Task requirements » Since each line must match the original, copy out the records with no differences at all.

########

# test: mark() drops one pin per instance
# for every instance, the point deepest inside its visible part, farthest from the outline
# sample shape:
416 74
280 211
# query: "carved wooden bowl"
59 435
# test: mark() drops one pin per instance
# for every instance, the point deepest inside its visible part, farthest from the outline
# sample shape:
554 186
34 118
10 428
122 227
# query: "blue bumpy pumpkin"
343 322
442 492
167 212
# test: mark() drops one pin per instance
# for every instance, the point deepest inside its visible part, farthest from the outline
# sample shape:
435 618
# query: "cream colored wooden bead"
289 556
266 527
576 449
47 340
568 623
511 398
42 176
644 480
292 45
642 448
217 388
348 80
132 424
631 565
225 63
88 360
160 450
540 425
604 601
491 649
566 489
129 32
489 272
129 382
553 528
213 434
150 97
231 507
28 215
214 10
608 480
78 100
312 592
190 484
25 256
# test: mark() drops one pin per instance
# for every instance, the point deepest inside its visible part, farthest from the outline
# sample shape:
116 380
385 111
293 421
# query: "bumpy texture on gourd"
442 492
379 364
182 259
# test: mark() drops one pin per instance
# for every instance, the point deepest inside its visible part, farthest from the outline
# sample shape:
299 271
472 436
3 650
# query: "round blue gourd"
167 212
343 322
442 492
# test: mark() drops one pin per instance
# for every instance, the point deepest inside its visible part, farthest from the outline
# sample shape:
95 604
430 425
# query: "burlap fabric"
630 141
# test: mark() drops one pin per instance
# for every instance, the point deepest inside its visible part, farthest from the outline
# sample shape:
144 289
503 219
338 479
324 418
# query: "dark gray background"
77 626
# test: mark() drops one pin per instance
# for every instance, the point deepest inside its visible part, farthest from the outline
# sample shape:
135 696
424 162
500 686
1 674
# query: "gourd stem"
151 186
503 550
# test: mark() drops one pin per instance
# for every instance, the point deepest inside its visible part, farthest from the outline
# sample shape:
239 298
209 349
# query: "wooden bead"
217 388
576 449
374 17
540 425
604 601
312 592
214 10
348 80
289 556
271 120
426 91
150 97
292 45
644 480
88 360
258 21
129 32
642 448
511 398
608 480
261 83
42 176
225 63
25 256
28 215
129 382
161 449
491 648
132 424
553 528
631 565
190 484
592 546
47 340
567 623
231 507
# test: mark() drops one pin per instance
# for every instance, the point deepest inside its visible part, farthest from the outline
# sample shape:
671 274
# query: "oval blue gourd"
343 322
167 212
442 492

########

Answer »
# test: mark() drops one pin per instance
# for every instance, the point deepest inside its visible part, farthest from the outline
# sample shape:
416 74
280 211
# query: "carved wooden bowl"
59 435
# test: mark() drops one pin per instance
# for every instance, the point deepest inside its visible part, farthest from the outline
# sample shape:
554 186
34 118
10 428
122 227
# query: "blue bumpy pumpkin"
343 322
442 492
167 212
# test: mark() drops one pin per instance
# for every instance, the point deepest inside its visible part, farthest from the outline
# sample shape:
435 618
# query: "cream colored wooden bead"
289 556
266 527
576 449
47 340
568 623
511 398
42 176
644 480
292 45
642 448
217 388
348 80
132 424
631 565
225 63
88 360
160 450
540 425
604 601
491 649
566 489
129 32
489 272
129 382
553 528
213 434
150 97
231 507
28 215
214 10
608 480
78 100
312 592
190 484
25 256
# test: mark() drops one pin per instance
# for every instance, the point deepest inside its visible part, farthest from the outline
# sample shape:
116 380
385 111
293 421
# query: "bumpy texture on gourd"
442 492
379 364
182 259
# test: mark() drops one pin per instance
# for every instance, the point deepest inside its visible part, farthest from the outline
# sample shape:
299 271
472 436
3 650
# query: "round blue gourd"
167 212
343 322
442 492
# test: mark() drops one pin per instance
# for every instance, the point deepest inside its visible part, farthest from the outline
# sample shape:
95 604
430 425
# query: "burlap fabric"
630 141
# test: mark() drops one pin per instance
# for every instance, the point deepest inside its visible part, farthest from the outline
# sample shape:
144 289
503 219
338 479
324 418
# query: "dark gray background"
77 626
# test: mark() drops one pin per instance
# for every instance, the point deepest inside its visible part, farthest from the outline
# sample shape:
135 696
424 162
500 686
1 674
# query: "gourd stem"
151 186
503 550
# test: mark() drops one pin per instance
# for every instance, the point deepest inside its visible part, farthest from the outline
# sample shape:
239 298
209 349
# query: "wooden bead"
217 388
576 449
374 17
540 425
604 601
312 592
214 10
348 80
289 556
271 120
426 91
150 97
292 45
644 480
88 360
258 21
129 32
642 448
511 398
608 480
261 83
42 176
225 63
25 256
28 215
129 382
161 449
491 648
132 424
553 528
631 565
190 484
592 546
47 340
567 623
231 507
# test: mark() drops one pin per instance
# for every instance, the point deepest inside its visible part, farthest from the outline
# sample shape:
671 274
# query: "oval blue gourd"
343 322
167 212
442 492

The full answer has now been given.